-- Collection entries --
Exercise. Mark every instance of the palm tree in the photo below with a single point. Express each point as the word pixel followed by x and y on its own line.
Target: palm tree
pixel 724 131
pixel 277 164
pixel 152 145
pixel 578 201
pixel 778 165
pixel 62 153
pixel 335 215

-- Task to complete --
Go through the records and repeat each one exactly as written.

-- Reply --
Exercise. Mark every instance of the palm tree in the photo below with a single point. Express each point as the word pixel followed by x and y on its own line.
Target: palm tree
pixel 724 131
pixel 277 164
pixel 152 145
pixel 578 201
pixel 778 165
pixel 62 153
pixel 335 215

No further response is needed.